When I was a child I believed that the ocean was a magical place. A lot of my early life was shaped by my experiences wandering around a semi-wild strip of coastline behind my grandparents’ house in Florida and going on adventures amongst the tidepools. These adventures led me to endless discoveries — like when I found a school of silvery minnows stuck in a puddle after the tide went out, or when I spotted a pod of dolphins breaching in the distance. I spent hours chasing tiny ghost crabs through the sand and searching through layers of shells, trying to find the most eye-catching one. Even as a child, I was determined to discover everything beautiful that the ocean had to offer.
This love for wild spaces was the reason that I applied for an internship with Environment America and decided to study the environment in college. I was inspired by my heroes like Rachel Carson and Ayana Elizabeth Johnson who had used what they learned in college to fight for clean waters and a healthy planet. I wanted to follow in their footsteps and work to create a future filled with hope and solutions. However, it was here in college that I developed a new relationship to the ocean — one of profound concern.
My classes and professors showed chart after chart and study after study detailing how much humans have changed the Earth and what those changes mean for our oceans. My little ribbon of coastline suddenly seemed less like a place of wonder and awe, and more like a place of uncertainty. Would rising sea levels devour the beach that meant so much to me? Would ocean acidification push the dolphins and fish out of sight away from the coast? Could I hold on to the magic of this place if I had to pick my way through plastic littering the sand instead of shells?
For a while I struggled with this climate anxiety. How could I make sure that there would be a future for the wild ocean places that I held so close to my heart? Would my activism even make a difference? These questions can be hard to deal with and even harder to answer. But as I move through college, I continue to think back to my memories as a little kid at my grandparent’s house.

*Task list:*
A - Based on the ocean essay, answer yes or no to each statement and quote the words that decide it.
(i) The grandparents' house was in Florida.
(ii) A professor's advice led the writer to apply for an internship with Environment America.
(iii) Rachel Carson is one of the writer's heroes.
B - In the ocean essay, what did the writer spend hours chasing through the sand?
The material has no connection to the ocean essay.

*Material shown:*

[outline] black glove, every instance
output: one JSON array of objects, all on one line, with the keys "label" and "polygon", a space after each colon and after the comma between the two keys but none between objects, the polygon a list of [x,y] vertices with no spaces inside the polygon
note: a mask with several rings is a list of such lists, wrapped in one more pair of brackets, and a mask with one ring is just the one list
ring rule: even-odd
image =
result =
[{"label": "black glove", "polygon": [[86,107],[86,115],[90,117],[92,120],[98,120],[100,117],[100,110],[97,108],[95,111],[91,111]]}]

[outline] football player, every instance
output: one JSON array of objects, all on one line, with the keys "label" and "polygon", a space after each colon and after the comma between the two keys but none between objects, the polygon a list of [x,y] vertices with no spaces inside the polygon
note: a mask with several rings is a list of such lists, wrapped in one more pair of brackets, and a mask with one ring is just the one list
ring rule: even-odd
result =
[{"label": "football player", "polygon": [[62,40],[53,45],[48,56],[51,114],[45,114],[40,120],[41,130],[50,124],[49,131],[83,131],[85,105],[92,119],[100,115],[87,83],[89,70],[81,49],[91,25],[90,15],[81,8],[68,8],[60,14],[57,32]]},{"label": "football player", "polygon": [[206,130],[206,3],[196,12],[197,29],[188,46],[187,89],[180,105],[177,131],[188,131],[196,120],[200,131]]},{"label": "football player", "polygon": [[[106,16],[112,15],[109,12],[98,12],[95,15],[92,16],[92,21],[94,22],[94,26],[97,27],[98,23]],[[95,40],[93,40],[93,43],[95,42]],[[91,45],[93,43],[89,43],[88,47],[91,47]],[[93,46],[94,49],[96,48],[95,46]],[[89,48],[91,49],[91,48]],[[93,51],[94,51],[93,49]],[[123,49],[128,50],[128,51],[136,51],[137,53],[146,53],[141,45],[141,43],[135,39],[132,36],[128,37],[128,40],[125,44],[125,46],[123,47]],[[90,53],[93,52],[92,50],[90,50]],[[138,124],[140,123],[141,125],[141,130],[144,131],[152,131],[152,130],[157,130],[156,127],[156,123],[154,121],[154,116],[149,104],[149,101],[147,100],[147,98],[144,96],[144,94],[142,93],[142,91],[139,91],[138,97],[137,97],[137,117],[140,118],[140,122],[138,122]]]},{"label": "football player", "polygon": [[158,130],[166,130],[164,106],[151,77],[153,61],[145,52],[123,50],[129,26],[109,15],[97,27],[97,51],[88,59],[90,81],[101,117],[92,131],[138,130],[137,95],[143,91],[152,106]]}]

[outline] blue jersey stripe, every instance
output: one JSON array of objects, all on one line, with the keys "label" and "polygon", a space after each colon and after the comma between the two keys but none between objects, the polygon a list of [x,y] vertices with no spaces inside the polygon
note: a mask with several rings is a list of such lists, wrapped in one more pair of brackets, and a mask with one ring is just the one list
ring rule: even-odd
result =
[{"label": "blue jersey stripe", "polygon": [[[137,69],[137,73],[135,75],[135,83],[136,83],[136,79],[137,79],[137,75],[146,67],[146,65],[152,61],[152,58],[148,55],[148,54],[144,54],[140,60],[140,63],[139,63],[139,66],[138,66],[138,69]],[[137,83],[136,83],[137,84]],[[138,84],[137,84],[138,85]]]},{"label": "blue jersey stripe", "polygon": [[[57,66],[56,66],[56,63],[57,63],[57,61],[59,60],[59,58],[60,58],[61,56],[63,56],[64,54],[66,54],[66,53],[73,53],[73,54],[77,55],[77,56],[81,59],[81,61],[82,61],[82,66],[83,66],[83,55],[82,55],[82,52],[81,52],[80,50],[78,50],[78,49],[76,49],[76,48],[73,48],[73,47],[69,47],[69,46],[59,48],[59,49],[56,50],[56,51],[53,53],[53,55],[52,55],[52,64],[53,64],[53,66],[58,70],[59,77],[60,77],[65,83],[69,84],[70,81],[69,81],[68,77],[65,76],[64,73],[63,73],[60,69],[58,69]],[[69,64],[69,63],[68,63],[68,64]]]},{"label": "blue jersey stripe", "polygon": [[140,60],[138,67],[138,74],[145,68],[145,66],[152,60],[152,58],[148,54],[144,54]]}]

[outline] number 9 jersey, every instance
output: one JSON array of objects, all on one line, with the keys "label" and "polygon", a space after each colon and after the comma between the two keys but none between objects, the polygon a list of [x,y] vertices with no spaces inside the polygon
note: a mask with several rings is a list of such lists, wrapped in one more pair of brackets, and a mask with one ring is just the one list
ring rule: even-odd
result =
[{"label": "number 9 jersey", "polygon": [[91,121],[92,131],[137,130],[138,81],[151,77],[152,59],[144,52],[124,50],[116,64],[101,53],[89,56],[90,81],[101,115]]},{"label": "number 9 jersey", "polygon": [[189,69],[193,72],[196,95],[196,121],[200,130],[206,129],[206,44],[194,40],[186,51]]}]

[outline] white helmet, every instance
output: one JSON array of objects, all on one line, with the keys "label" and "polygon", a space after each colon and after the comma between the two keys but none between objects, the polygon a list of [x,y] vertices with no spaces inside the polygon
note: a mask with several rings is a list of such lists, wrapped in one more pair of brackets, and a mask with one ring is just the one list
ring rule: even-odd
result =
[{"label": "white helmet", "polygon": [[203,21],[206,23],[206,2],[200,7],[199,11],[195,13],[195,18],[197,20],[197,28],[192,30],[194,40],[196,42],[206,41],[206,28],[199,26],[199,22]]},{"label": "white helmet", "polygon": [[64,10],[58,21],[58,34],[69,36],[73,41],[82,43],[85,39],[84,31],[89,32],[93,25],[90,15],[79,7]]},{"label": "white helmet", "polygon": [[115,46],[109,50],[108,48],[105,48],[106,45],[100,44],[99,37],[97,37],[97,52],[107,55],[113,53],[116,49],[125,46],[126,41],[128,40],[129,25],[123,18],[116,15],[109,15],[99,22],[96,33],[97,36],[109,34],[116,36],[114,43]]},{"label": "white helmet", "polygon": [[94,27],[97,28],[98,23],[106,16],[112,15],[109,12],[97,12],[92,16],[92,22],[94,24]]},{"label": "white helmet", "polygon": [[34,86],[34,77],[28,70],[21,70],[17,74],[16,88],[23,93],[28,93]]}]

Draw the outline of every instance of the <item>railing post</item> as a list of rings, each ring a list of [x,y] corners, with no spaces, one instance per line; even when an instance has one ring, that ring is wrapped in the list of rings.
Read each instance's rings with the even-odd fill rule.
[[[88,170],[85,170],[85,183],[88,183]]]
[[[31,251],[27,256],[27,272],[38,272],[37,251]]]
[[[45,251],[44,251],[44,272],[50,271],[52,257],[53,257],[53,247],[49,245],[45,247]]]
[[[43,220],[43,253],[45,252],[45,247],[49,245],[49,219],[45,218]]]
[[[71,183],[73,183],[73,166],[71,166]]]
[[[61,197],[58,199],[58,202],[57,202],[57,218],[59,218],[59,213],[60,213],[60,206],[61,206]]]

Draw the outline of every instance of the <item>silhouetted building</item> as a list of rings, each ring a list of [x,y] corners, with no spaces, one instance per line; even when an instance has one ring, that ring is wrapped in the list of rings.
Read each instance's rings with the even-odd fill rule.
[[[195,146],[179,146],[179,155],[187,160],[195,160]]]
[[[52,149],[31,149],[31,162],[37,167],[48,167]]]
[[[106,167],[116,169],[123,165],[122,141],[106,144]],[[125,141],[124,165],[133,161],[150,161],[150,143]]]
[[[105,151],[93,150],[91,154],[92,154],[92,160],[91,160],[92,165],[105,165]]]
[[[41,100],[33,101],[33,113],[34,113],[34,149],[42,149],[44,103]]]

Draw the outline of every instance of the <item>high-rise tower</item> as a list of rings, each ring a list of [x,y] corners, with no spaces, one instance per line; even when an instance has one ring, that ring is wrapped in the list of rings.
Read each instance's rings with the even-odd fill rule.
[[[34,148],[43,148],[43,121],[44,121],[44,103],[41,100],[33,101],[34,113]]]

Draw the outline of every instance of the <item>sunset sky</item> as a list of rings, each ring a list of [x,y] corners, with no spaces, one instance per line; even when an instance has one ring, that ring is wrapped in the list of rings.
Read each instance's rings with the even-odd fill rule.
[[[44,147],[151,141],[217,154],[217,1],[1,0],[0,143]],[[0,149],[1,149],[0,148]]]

*Exercise answers:*
A -
(i) Yes: "a semi-wild strip of coastline behind my grandparents’ house in Florida"
(ii) No: "This love for wild spaces was the reason that I applied for an internship with Environment America"
(iii) Yes: "I was inspired by my heroes like Rachel Carson and Ayana Elizabeth Johnson"

B - Tiny ghost crabs.